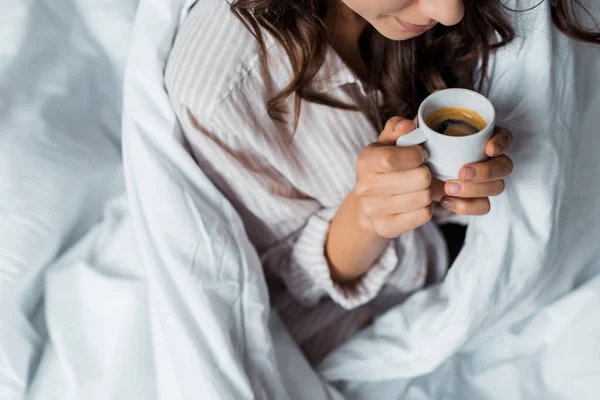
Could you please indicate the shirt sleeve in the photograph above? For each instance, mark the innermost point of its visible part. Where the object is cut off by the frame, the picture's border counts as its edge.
(288, 229)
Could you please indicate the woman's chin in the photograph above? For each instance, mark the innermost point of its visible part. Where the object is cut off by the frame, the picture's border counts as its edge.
(395, 34)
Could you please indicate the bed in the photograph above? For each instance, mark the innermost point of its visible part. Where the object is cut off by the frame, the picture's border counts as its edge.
(124, 274)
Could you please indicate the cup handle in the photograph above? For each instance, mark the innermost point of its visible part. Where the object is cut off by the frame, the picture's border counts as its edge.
(412, 138)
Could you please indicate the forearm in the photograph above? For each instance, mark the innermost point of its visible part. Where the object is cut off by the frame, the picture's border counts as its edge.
(352, 245)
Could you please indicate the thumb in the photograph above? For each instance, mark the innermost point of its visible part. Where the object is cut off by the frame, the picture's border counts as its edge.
(394, 128)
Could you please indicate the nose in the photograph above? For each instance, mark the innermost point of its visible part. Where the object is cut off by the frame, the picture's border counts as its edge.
(446, 12)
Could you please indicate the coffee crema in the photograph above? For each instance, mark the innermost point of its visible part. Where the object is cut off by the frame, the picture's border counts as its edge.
(456, 121)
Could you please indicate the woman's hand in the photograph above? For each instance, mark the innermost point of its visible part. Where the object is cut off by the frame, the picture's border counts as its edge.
(393, 186)
(470, 194)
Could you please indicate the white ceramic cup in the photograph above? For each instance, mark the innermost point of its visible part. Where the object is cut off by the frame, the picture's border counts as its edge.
(448, 154)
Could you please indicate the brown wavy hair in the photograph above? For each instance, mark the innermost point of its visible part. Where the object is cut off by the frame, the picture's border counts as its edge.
(404, 71)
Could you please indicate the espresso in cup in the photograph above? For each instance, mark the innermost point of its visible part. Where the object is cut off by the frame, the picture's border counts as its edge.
(454, 127)
(455, 121)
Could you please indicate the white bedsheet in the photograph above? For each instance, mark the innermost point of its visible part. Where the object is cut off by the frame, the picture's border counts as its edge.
(165, 298)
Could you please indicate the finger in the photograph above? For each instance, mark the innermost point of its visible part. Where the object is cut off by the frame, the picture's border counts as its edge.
(385, 159)
(493, 169)
(394, 128)
(395, 183)
(398, 204)
(478, 206)
(437, 189)
(391, 227)
(474, 190)
(499, 143)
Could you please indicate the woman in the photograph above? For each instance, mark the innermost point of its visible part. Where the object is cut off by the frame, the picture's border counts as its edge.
(293, 108)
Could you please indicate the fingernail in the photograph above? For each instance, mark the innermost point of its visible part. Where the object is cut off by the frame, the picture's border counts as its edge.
(497, 149)
(424, 153)
(447, 203)
(469, 174)
(453, 188)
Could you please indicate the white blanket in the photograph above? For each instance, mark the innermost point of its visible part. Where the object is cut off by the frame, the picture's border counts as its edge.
(165, 298)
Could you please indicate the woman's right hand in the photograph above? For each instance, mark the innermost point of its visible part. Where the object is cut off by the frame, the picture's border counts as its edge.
(393, 186)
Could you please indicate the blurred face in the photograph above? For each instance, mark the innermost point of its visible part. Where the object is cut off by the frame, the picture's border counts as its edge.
(405, 19)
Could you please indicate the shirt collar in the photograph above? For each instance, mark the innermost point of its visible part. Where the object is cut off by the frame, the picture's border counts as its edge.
(334, 73)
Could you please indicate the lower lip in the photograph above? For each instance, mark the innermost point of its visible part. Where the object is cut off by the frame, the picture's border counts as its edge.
(414, 28)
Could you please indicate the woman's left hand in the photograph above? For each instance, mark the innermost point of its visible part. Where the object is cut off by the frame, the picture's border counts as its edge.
(477, 182)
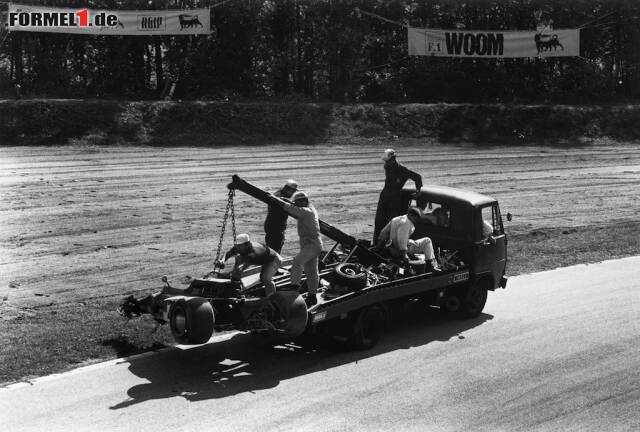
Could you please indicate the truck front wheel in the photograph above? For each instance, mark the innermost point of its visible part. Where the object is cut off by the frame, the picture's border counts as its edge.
(191, 321)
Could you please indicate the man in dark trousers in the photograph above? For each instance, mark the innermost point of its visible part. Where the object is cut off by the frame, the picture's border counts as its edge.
(390, 202)
(276, 222)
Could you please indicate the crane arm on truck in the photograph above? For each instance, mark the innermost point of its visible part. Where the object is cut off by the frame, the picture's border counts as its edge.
(359, 249)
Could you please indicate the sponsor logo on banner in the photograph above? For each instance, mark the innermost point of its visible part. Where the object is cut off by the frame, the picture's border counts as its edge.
(434, 45)
(189, 21)
(474, 43)
(115, 22)
(151, 23)
(61, 19)
(493, 43)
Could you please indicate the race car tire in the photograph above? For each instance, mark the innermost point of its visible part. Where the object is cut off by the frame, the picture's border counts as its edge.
(350, 274)
(192, 321)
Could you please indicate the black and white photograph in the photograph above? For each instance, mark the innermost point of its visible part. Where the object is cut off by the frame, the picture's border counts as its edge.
(320, 215)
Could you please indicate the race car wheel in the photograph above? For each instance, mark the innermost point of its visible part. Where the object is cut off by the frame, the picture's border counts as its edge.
(350, 274)
(368, 328)
(192, 321)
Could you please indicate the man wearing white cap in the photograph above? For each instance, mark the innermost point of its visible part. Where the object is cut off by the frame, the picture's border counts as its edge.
(251, 253)
(276, 222)
(310, 243)
(390, 202)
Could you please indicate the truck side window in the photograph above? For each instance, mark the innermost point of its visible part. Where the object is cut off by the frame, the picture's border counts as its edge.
(434, 213)
(490, 224)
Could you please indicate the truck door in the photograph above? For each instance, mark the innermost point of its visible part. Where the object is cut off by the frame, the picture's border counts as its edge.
(491, 248)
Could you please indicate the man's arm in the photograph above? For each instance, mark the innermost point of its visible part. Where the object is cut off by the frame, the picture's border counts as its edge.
(231, 252)
(402, 236)
(384, 235)
(417, 178)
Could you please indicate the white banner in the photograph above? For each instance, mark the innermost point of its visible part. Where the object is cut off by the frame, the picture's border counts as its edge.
(490, 43)
(108, 22)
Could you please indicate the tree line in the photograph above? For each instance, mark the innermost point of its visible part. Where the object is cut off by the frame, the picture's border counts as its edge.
(331, 50)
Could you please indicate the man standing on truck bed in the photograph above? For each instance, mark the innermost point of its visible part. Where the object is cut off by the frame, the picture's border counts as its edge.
(390, 202)
(395, 235)
(310, 243)
(275, 223)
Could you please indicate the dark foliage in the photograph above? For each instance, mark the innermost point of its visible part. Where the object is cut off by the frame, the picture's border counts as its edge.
(327, 50)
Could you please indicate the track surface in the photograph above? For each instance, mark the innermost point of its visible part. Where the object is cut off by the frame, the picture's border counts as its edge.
(86, 222)
(556, 351)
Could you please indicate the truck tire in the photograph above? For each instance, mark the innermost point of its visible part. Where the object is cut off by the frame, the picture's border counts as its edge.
(192, 321)
(475, 297)
(368, 328)
(351, 275)
(465, 302)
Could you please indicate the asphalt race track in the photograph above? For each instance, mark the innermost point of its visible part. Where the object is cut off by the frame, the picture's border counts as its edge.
(555, 351)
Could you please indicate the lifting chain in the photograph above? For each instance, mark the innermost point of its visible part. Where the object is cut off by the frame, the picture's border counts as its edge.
(229, 211)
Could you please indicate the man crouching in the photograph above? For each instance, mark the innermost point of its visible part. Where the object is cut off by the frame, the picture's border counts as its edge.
(252, 253)
(395, 235)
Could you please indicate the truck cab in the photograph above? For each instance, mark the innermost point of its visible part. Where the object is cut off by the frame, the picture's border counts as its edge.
(466, 223)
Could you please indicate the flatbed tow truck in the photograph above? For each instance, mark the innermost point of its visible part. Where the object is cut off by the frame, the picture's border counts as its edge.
(359, 284)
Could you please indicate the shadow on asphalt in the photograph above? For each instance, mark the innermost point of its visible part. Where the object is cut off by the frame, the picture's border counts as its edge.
(239, 364)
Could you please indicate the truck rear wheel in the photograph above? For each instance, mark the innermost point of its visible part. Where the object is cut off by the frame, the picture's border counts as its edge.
(368, 328)
(466, 302)
(474, 300)
(192, 321)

☆ ☆ ☆ ☆ ☆

**Exercise requirements:** Beginning at the line containing "Could you please indicate the asphalt", repeat each line exactly through the last line of the entries, and include no other lines.

**Exercise result:**
Could you please indicate the asphalt race track in the photograph above? For each instance, mark the innermost point of its visible part. Where the object is cut off by the frame, the picture's border counts as its edge.
(555, 351)
Could you please indicate the lifting chain in the photograph above? For each instance, mark the innermost point of its visible part. Where the object is cut off by the frame, the picture's border counts as its edge.
(229, 211)
Could you please indicate the man crouching in the photograph above? For each instance, mark the innermost point of its visible part. Where the object is cut off by the frame, the picture's border counts as its edge.
(252, 253)
(395, 235)
Could you please indicate the truck cab in the photograph above? For each instance, mark the innermost point of its visible part. Where the object is cut off by the frame, the picture's border counts as its edge.
(466, 223)
Could you please indicate the flatbed tow truck in the photograph above? For each instance, mark the innermost point of its visible part. Where the object is cut off by the frame, the picture's border counts as its edge.
(359, 284)
Could you please indicate the shadow on asphalt in the photograph above? For each instance, mark the innermost point of its visible part. Where the object is cut off by the frame, the picture's border counts as its edge.
(239, 364)
Could you please indicate the truck rear wheel in the photograph above? For each instance, mark the innermost point of its visible part. Where the object is cut off by the frame, the picture's border counts as its edge.
(368, 328)
(466, 302)
(474, 300)
(192, 321)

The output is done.